--- EXERCISE REQUIREMENTS ---
The response must contain the complete data, printed exactly.

:::

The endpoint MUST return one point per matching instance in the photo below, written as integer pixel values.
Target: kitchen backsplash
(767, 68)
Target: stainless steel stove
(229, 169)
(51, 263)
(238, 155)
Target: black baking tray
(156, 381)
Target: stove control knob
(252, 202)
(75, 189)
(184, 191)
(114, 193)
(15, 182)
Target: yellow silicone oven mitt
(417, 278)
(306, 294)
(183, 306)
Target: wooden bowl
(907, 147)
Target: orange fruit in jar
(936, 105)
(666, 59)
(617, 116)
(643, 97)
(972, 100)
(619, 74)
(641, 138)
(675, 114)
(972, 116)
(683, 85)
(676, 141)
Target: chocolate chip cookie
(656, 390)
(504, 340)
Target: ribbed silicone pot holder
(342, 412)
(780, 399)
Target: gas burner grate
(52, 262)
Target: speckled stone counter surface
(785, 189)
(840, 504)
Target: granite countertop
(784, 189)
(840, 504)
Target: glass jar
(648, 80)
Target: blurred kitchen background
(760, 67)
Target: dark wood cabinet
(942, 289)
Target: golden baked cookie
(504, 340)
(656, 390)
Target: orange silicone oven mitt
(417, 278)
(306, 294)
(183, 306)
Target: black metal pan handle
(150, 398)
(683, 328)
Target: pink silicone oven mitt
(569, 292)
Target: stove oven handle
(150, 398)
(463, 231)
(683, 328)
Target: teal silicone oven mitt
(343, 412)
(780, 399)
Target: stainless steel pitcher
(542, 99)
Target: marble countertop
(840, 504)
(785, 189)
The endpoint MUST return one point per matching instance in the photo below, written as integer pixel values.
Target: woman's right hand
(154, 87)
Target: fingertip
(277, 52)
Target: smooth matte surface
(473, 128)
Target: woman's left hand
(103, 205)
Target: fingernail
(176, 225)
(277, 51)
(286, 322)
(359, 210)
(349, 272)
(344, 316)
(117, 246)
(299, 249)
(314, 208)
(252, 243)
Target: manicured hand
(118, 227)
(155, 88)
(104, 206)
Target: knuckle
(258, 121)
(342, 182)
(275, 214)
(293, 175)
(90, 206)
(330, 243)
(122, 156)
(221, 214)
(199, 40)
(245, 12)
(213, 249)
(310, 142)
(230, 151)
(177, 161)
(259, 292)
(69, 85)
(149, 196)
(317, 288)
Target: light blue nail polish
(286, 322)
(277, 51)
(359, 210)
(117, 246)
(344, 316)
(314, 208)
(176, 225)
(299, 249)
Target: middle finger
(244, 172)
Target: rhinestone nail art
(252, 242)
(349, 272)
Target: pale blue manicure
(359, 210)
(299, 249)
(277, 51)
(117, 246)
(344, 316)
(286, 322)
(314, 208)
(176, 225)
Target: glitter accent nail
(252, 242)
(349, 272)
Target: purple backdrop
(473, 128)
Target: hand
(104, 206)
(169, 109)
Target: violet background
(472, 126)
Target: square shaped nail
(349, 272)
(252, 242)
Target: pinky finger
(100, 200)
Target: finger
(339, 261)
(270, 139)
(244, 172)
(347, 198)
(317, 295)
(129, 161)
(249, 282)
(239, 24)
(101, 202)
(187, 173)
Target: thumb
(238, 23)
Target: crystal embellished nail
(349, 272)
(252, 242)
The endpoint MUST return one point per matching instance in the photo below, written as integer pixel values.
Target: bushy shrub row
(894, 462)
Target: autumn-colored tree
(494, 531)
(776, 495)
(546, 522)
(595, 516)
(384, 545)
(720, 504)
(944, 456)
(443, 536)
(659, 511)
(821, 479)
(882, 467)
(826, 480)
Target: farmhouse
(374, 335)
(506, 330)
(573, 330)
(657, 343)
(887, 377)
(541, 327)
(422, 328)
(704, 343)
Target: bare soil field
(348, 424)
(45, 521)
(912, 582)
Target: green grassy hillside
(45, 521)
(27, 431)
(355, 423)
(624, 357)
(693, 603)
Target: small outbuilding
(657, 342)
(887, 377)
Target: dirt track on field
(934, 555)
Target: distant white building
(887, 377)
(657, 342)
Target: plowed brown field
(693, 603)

:::

--- TASK SOLUTION ---
The endpoint MUST return one point per matching instance in the photo below, written as integer pixel values.
Target: kitchen backsplash
(767, 68)
Target: stainless steel stove
(229, 169)
(51, 263)
(238, 155)
Target: black baking tray
(156, 381)
Target: stove control knob
(252, 202)
(75, 189)
(184, 191)
(114, 193)
(15, 182)
Target: yellow silicone oven mitt
(417, 278)
(306, 294)
(183, 306)
Target: wooden bowl
(907, 147)
Target: orange fruit in jar
(936, 105)
(666, 59)
(617, 116)
(643, 97)
(972, 100)
(619, 74)
(641, 138)
(675, 114)
(972, 116)
(683, 85)
(676, 141)
Target: chocolate chip cookie
(656, 390)
(504, 340)
Target: ribbed silicone pot holder
(342, 412)
(780, 399)
Target: gas burner grate
(52, 262)
Target: speckled stone counter surface
(785, 189)
(840, 504)
Target: granite countertop
(784, 189)
(840, 504)
Target: glass jar
(648, 80)
Target: blurred kitchen background
(760, 67)
Target: dark wood cabinet
(942, 289)
Target: golden baked cookie
(504, 340)
(656, 390)
Target: orange silicone oven mitt
(417, 278)
(306, 294)
(183, 306)
Target: black metal pan handle
(150, 398)
(683, 328)
Target: pink silicone oven mitt
(569, 292)
Target: stove oven handle
(150, 398)
(463, 231)
(683, 328)
Target: teal silicone oven mitt
(343, 412)
(780, 399)
Target: stainless steel pitcher
(542, 99)
Target: marble countertop
(840, 504)
(785, 189)
The endpoint MUST return one point per matching instance in the photo below, written as integer pixel values.
Target: woman's right hand
(154, 87)
Target: fingertip
(277, 52)
Target: smooth matte surface
(473, 128)
Target: woman's left hand
(103, 205)
Target: fingernail
(176, 225)
(277, 51)
(286, 322)
(359, 210)
(349, 272)
(344, 316)
(117, 246)
(299, 249)
(314, 208)
(252, 243)
Target: manicured hand
(118, 227)
(155, 88)
(104, 206)
Target: knuckle
(258, 121)
(342, 182)
(275, 214)
(293, 175)
(90, 206)
(330, 243)
(122, 156)
(221, 214)
(199, 40)
(245, 12)
(213, 249)
(310, 142)
(230, 151)
(177, 161)
(259, 292)
(69, 85)
(149, 196)
(317, 288)
Target: light blue nail polish
(286, 322)
(277, 51)
(359, 210)
(117, 246)
(344, 316)
(314, 208)
(176, 225)
(299, 249)
Target: middle finger
(244, 172)
Target: rhinestone nail art
(252, 242)
(349, 272)
Target: pale blue manicure
(359, 210)
(299, 249)
(277, 51)
(117, 246)
(344, 316)
(286, 322)
(314, 208)
(176, 225)
Target: glitter accent nail
(252, 242)
(349, 272)
Target: purple backdrop
(473, 128)
Target: hand
(104, 206)
(169, 109)
Target: violet background
(472, 126)
Target: square shaped nail
(349, 272)
(252, 242)
Target: pinky finger
(100, 200)
Target: finger
(339, 261)
(270, 139)
(244, 172)
(347, 198)
(317, 295)
(129, 161)
(249, 282)
(239, 24)
(101, 202)
(187, 173)
Target: thumb
(238, 23)
Target: crystal embellished nail
(349, 272)
(252, 242)
The endpoint MUST return one point per matching instance in the photo below, written as integer pixel values.
Target: bushy shrub row
(894, 462)
Target: autumn-colored tree
(494, 531)
(776, 495)
(546, 522)
(595, 516)
(384, 545)
(720, 504)
(944, 456)
(443, 536)
(659, 511)
(821, 479)
(882, 467)
(826, 480)
Target: farmhouse
(374, 335)
(506, 330)
(573, 330)
(657, 343)
(887, 377)
(541, 327)
(422, 328)
(704, 343)
Target: bare soil field
(348, 424)
(45, 521)
(912, 582)
Target: green grassy hillside
(45, 521)
(27, 431)
(355, 423)
(624, 357)
(693, 603)
Target: small outbuilding
(657, 342)
(887, 377)
Target: dirt track on field
(934, 555)
Target: distant white building
(887, 377)
(657, 342)
Target: plowed brown field
(693, 603)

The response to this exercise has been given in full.